## Begin

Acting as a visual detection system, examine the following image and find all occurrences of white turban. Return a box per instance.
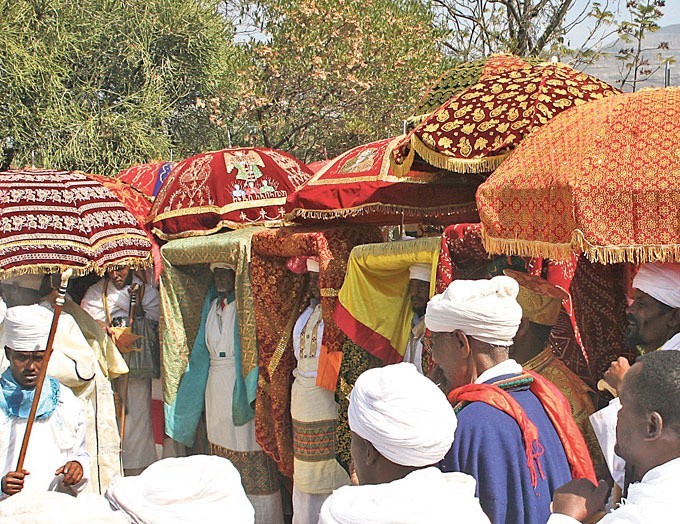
[425,276,522,346]
[307,257,319,273]
[319,468,489,524]
[210,262,234,271]
[2,274,45,291]
[348,362,456,467]
[408,264,432,282]
[106,455,255,524]
[3,304,54,351]
[633,262,680,309]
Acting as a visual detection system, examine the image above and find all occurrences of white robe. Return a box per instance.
[205,298,283,524]
[319,467,489,524]
[548,458,680,524]
[80,276,160,470]
[0,385,90,499]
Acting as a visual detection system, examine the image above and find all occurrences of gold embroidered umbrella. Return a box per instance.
[477,88,680,264]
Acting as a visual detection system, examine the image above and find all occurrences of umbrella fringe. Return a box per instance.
[286,199,477,220]
[406,135,510,174]
[482,226,680,264]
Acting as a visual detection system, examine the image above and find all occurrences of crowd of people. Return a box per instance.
[0,248,680,524]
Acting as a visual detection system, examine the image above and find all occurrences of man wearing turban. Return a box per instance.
[0,306,90,498]
[319,362,489,524]
[591,263,680,488]
[425,276,595,524]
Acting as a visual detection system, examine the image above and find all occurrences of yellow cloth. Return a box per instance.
[522,344,608,479]
[338,237,441,356]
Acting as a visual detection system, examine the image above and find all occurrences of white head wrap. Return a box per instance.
[3,304,53,351]
[319,468,489,524]
[307,257,319,273]
[210,262,234,271]
[2,274,45,291]
[348,362,456,467]
[633,262,680,309]
[106,455,255,524]
[408,264,432,282]
[425,276,522,346]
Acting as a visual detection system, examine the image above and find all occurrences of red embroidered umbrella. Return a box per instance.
[147,147,312,240]
[0,170,151,277]
[393,62,620,175]
[286,137,482,225]
[116,162,174,198]
[477,88,680,264]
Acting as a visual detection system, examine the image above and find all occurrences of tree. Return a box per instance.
[232,0,447,160]
[0,0,238,174]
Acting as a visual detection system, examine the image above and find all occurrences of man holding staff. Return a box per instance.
[0,306,90,499]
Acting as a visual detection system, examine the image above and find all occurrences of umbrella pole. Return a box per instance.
[119,284,139,450]
[16,269,73,471]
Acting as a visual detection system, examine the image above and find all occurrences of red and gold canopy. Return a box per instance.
[116,162,174,199]
[392,62,619,175]
[477,88,680,263]
[147,147,312,240]
[286,137,482,224]
[0,170,151,277]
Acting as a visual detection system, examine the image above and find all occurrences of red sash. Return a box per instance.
[448,370,597,488]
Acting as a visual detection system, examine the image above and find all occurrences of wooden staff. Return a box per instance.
[120,284,139,449]
[16,269,73,471]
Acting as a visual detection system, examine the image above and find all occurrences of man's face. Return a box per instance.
[106,267,132,289]
[409,278,430,317]
[425,332,472,391]
[614,362,647,466]
[309,271,321,300]
[213,267,236,293]
[626,289,673,349]
[5,348,45,389]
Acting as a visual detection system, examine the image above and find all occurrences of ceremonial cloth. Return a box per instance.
[334,237,439,364]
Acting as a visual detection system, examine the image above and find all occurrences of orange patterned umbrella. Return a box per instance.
[393,62,619,175]
[477,88,680,263]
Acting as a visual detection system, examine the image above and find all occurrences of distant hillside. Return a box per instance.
[585,24,680,91]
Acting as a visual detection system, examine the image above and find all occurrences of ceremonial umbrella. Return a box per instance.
[116,162,174,198]
[147,147,312,240]
[477,88,680,264]
[0,170,151,278]
[393,62,619,175]
[286,137,483,225]
[407,54,542,125]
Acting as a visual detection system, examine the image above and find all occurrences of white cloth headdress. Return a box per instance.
[348,362,456,467]
[633,262,680,308]
[3,304,53,351]
[425,276,522,346]
[319,468,489,524]
[408,264,432,282]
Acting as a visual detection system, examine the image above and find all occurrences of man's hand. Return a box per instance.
[604,357,630,391]
[0,469,29,496]
[54,460,83,486]
[552,479,609,522]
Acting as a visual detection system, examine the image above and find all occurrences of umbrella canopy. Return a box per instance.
[408,54,542,125]
[116,162,174,198]
[477,88,680,263]
[393,62,619,175]
[147,147,312,240]
[0,170,151,278]
[286,137,482,224]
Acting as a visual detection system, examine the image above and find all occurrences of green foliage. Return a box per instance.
[0,0,238,174]
[234,0,447,160]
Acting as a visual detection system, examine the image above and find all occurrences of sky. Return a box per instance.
[567,0,680,48]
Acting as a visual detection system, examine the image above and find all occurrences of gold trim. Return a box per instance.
[482,225,680,264]
[146,197,286,224]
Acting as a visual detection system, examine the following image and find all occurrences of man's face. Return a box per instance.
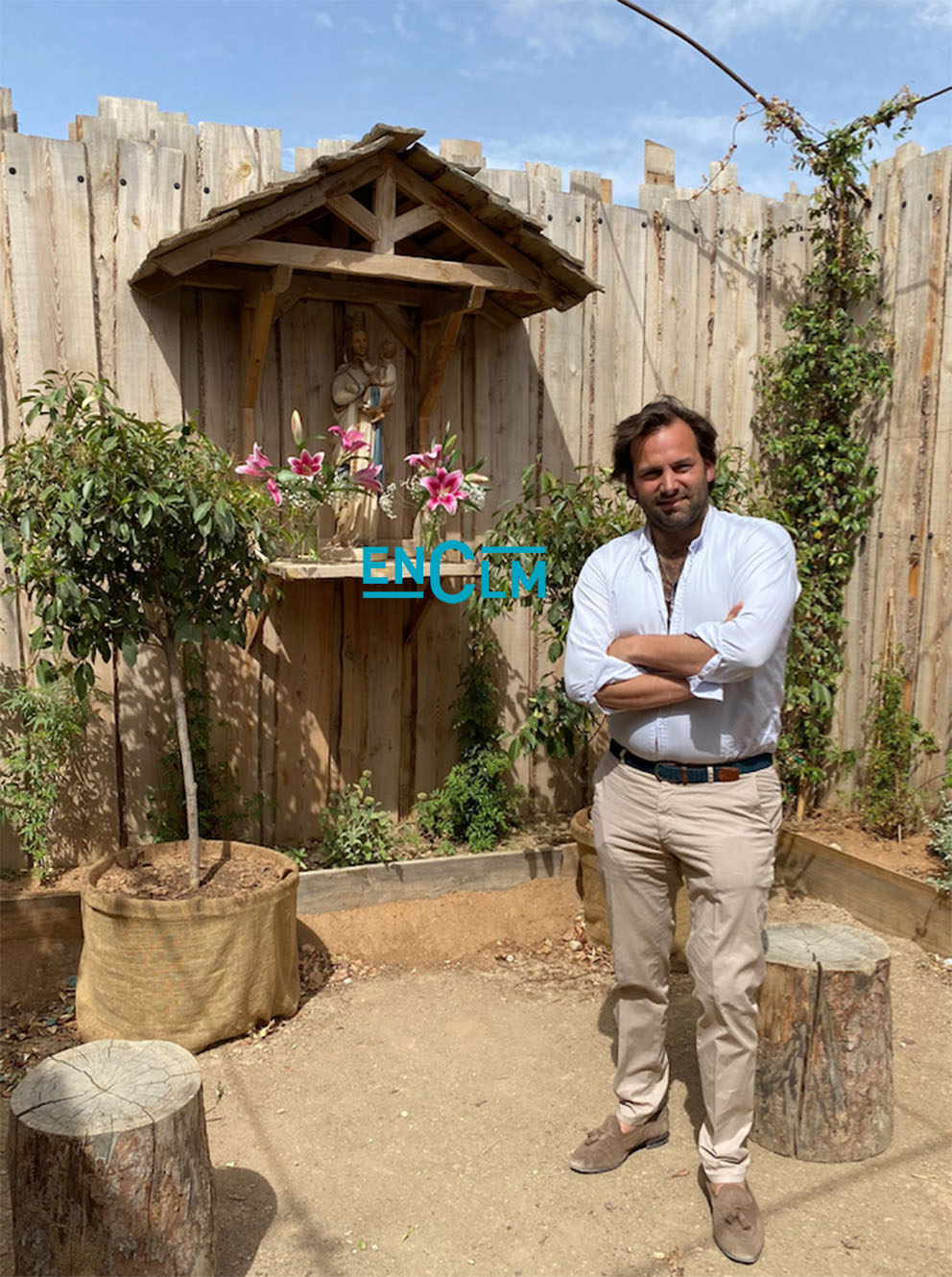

## End

» **Task statement**: Change "occurrences" to "instances" throughout the lines above and give them again with nothing else altered, leaving out the pictures.

» **Output**:
Acting as a visual detection system, examine the following image and find all instances of white turban. Return a box per instance.
[425,276,522,346]
[307,257,319,273]
[319,468,489,524]
[210,262,234,271]
[2,274,45,291]
[348,362,456,467]
[408,264,432,282]
[106,455,255,524]
[3,304,54,351]
[633,262,680,309]
Acting as a visual detection system, examine the image above and find all instances of white robe. Return a box per instance.
[205,298,283,524]
[319,467,489,524]
[548,458,680,524]
[80,276,160,470]
[0,385,90,499]
Acting as a visual detection system, examine the image above and find all instances of gold embroidered umbrella. Return a box per instance.
[477,88,680,264]
Acting as a visual detection system, examine the image above and find all instances of umbrella fringe. Return a box per instance.
[286,199,477,220]
[406,135,510,174]
[482,226,680,264]
Acting as a visual detection system, examine the image above and find all instances of crowd of people. Return a box per instance.
[0,248,680,524]
Acting as a visual detection system, examine the image above and find all instances of man wearing turban. Return a box per instance.
[0,306,90,498]
[319,362,489,524]
[591,263,680,488]
[425,276,595,524]
Acting as a visual detection system, examine the image above and find all instances of yellow cloth. Return a box per instance.
[522,344,608,479]
[338,237,441,356]
Acting as a visual detection system, examine the image above and find all instances of white head wrap. Return a box per instance.
[3,304,53,351]
[319,468,489,524]
[307,257,319,273]
[210,262,234,271]
[2,274,45,291]
[348,362,456,467]
[633,262,680,309]
[106,455,255,524]
[408,264,432,282]
[425,276,522,346]
Acting as a visual detection system, examine the image above and find all instances of red embroidered umbrella. Return a box per instance.
[147,147,312,240]
[0,170,151,277]
[393,62,620,175]
[286,137,482,225]
[116,162,174,198]
[477,88,680,264]
Acting as a visual detection system, examine the image above and find all instances of tree. Return a box per instance.
[232,0,447,160]
[0,0,238,174]
Acting as a visual detection system, examine the image above and find all instances of man holding staff. Return a box per instance.
[0,306,90,499]
Acting as a visual detection system, examine the image above and find all instances of umbrella pole. Return a box per instance.
[119,284,139,450]
[16,269,73,471]
Acting as a visual detection system, examine the image above and find all instances of red and gold canopy. Return a box per instance.
[116,162,174,199]
[392,62,619,175]
[477,88,680,263]
[147,147,312,240]
[286,137,482,224]
[0,170,151,277]
Acting as a visual detection system, examine the image above and find all instances of red sash. Return a box per instance.
[448,370,597,488]
Acting as a visual detection system, examine the image above and find all instances of wooden staff. Return a box per instance.
[120,284,139,449]
[16,269,73,471]
Acting as a visual detection system, examine the image above and find all instances of man's face. Return a box per instance.
[106,267,132,289]
[409,278,430,317]
[425,332,472,391]
[614,362,647,466]
[309,271,321,300]
[213,267,236,293]
[626,289,673,349]
[5,348,45,389]
Acting as a visual detection system, examine the image above and find all instances of ceremonial cloth. Return a box per instance.
[334,237,439,364]
Acting as a visual detection system, examine the image above and find all instances of orange patterned umbrella. Return a box per instance.
[393,62,619,175]
[477,88,680,263]
Acting as a visual detection system, examine the image above and find all instances of distant hillside. Return a box per instance.
[585,24,680,91]
Acting as a visual detection system, examine the image above and find all instances of ceremonial umbrella. Return a box per instance.
[116,162,174,198]
[147,147,312,240]
[477,88,680,264]
[0,170,151,278]
[393,62,619,175]
[286,137,483,225]
[407,54,542,125]
Acting as a visual detection system, examine the image above and find all instances of white cloth headdress. Return a box per instance.
[348,362,456,467]
[633,262,680,308]
[3,304,53,351]
[425,276,522,346]
[319,468,489,524]
[408,264,432,282]
Acting as a visual detection system, examine the image above and find all instances of man's hand. Return a box per instance.
[604,357,630,391]
[0,469,29,496]
[54,460,83,486]
[552,479,609,522]
Acting as a visual detection system, examine the image above and find all instances of umbrella canopy. Return a box per instance.
[408,54,542,125]
[116,162,174,198]
[477,88,680,263]
[393,62,619,175]
[147,147,312,240]
[0,170,151,278]
[286,137,482,224]
Acting as a visual detection system, examine the image above and find all instances of green foliage. Return a box per instance.
[0,0,238,174]
[234,0,447,160]
Acting as a visual detection system, examine the image above and find all instances of sky. Return a box per instance.
[567,0,680,48]
Acting as a visual detection system, examine the image above and find all instances of gold trim. Return a box per instance.
[482,225,680,264]
[146,197,286,224]
Acting as a visual detection system, examine the following image and find all instances of man's face. Return a box per instance.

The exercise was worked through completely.